▸ **What you have to do**: Copy the material below line for line, with no changes.

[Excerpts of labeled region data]
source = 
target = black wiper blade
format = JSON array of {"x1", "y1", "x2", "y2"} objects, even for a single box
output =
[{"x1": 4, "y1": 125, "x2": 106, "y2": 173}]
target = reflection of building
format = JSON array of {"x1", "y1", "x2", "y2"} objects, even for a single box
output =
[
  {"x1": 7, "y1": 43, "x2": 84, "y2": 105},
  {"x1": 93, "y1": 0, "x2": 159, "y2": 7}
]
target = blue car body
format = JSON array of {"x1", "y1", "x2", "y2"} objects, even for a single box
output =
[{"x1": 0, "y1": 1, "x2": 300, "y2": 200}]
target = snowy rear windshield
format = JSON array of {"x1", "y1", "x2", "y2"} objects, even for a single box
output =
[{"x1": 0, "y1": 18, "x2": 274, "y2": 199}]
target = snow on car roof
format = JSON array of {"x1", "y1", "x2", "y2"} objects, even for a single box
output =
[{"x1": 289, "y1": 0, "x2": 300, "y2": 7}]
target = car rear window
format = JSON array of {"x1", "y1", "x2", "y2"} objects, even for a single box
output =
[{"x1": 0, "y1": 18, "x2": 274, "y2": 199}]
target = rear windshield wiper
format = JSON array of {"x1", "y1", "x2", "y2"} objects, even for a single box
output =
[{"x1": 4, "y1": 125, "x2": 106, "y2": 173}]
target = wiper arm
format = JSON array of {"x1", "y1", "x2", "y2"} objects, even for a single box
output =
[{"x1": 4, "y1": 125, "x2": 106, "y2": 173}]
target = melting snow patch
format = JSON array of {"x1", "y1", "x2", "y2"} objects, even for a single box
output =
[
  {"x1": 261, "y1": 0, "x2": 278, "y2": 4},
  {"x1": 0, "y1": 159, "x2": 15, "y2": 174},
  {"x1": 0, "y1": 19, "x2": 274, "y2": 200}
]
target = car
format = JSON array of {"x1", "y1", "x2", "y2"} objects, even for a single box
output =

▸ **The solution**:
source = 
target = black wiper blade
format = JSON array of {"x1", "y1", "x2", "y2"} objects, even for a single box
output =
[{"x1": 4, "y1": 125, "x2": 106, "y2": 173}]
target = reflection of building
format = JSON array of {"x1", "y1", "x2", "y2"} objects, even for a single box
output =
[
  {"x1": 7, "y1": 43, "x2": 84, "y2": 105},
  {"x1": 93, "y1": 0, "x2": 159, "y2": 7}
]
target = blue car body
format = JSON array of {"x1", "y1", "x2", "y2"} objects, even for a single box
output =
[{"x1": 0, "y1": 1, "x2": 300, "y2": 200}]
target = snowy rear windshield
format = JSON array of {"x1", "y1", "x2", "y2"} objects, even for a single box
output =
[{"x1": 0, "y1": 18, "x2": 274, "y2": 199}]
target = snow on car roof
format = JSON array of {"x1", "y1", "x2", "y2"} objects, even for a single box
output =
[{"x1": 289, "y1": 0, "x2": 300, "y2": 7}]
target = car rear window
format = JSON array of {"x1", "y1", "x2", "y2"} objects, even for a single box
output =
[{"x1": 0, "y1": 18, "x2": 274, "y2": 199}]
target = rear windshield wiper
format = JSON array of {"x1", "y1", "x2", "y2"} objects, even for a single box
output =
[{"x1": 4, "y1": 125, "x2": 106, "y2": 173}]
target = wiper arm
format = JSON array of {"x1", "y1", "x2", "y2"} objects, even for a single box
output =
[{"x1": 4, "y1": 125, "x2": 106, "y2": 173}]
target = melting snow patch
format = JSON array of {"x1", "y1", "x2", "y2"} objects, even for a single box
output =
[
  {"x1": 261, "y1": 0, "x2": 278, "y2": 4},
  {"x1": 0, "y1": 159, "x2": 15, "y2": 174},
  {"x1": 0, "y1": 19, "x2": 274, "y2": 200}
]
target = car
format = JSON array of {"x1", "y1", "x2", "y2"} objects, even for a single box
output =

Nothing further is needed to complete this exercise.